### Testo
+++

Non cambia nemmeno una virgola nella storia sonante degli americani Cursive, nello shoegazer sono nati e con lo shoegazer vogliono arrivare alla pensione, Tim Kasher non ne vuole sentire di “rifare il trucco” a questa band che dal 1997 non ha mai abbandonato l’estetica – oramai abbastanza datata – di un emo-core che ha dato tutto e che poteva funzionare appunto negli anni novanta, quello che è cambiata è la line-up della formazione del Nebraska e l’apparizione di Kasher stesso in alcune esperienze parallele ma nulla da certificare se non queste tredici tracce che fanno companatico dentro “I am Gemini” il nuovo e settimo disco in studio, ma che non fanno altro che eco e riassunto “delle puntate precedenti”, ovvero nulla di nuovo all’orizzonte.

+++

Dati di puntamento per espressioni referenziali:

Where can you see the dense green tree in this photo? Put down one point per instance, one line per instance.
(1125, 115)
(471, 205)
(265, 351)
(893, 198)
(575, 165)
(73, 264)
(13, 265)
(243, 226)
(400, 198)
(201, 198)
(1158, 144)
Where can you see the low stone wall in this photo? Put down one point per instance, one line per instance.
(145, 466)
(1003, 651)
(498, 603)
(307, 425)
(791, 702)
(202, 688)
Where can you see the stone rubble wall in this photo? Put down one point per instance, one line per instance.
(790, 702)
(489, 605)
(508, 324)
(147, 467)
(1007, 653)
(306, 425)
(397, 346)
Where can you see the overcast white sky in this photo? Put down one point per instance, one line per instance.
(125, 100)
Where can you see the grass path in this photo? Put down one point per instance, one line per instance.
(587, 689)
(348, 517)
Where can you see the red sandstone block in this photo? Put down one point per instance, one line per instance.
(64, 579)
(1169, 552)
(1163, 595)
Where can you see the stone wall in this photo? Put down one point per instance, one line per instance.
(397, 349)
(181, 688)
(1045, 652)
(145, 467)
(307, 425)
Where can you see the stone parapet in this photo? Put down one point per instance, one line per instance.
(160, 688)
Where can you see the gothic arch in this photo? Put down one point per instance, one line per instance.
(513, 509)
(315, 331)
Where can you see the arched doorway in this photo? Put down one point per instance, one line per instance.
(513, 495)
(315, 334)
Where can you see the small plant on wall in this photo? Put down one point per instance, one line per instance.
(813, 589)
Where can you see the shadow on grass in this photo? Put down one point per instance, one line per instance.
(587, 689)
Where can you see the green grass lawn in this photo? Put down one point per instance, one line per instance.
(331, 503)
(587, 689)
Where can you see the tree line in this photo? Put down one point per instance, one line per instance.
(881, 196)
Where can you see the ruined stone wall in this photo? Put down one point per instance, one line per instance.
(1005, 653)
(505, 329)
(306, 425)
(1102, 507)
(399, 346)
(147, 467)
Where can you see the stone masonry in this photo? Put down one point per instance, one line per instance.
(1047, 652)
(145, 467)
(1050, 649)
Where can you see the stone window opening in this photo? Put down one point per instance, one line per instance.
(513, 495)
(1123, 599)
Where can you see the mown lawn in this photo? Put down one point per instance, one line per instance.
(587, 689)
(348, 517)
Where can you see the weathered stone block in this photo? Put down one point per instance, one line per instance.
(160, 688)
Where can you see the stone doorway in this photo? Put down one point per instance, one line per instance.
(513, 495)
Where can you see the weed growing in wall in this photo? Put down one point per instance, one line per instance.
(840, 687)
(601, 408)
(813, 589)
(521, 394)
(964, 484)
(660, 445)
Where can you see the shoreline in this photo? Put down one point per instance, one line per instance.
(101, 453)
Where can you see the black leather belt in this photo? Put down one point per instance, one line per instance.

+++

### Esercizio
Ricopia dalla recensione dei Cursive il passo che si apre con le parole contenenti "Non cambia nemmeno" e si chiude con "di nuovo all’orizzonte.".

### Soluzione
Non cambia nemmeno una virgola nella storia sonante degli americani Cursive, nello shoegazer sono nati e con lo shoegazer vogliono arrivare alla pensione, Tim Kasher non ne vuole sentire di “rifare il trucco” a questa band che dal 1997 non ha mai abbandonato l’estetica – oramai abbastanza datata – di un emo-core che ha dato tutto e che poteva funzionare appunto negli anni novanta, quello che è cambiata è la line-up della formazione del Nebraska e l’apparizione di Kasher stesso in alcune esperienze parallele ma nulla da certificare se non queste tredici tracce che fanno companatico dentro “I am Gemini” il nuovo e settimo disco in studio, ma che non fanno altro che eco e riassunto “delle puntate precedenti”, ovvero nulla di nuovo all’orizzonte.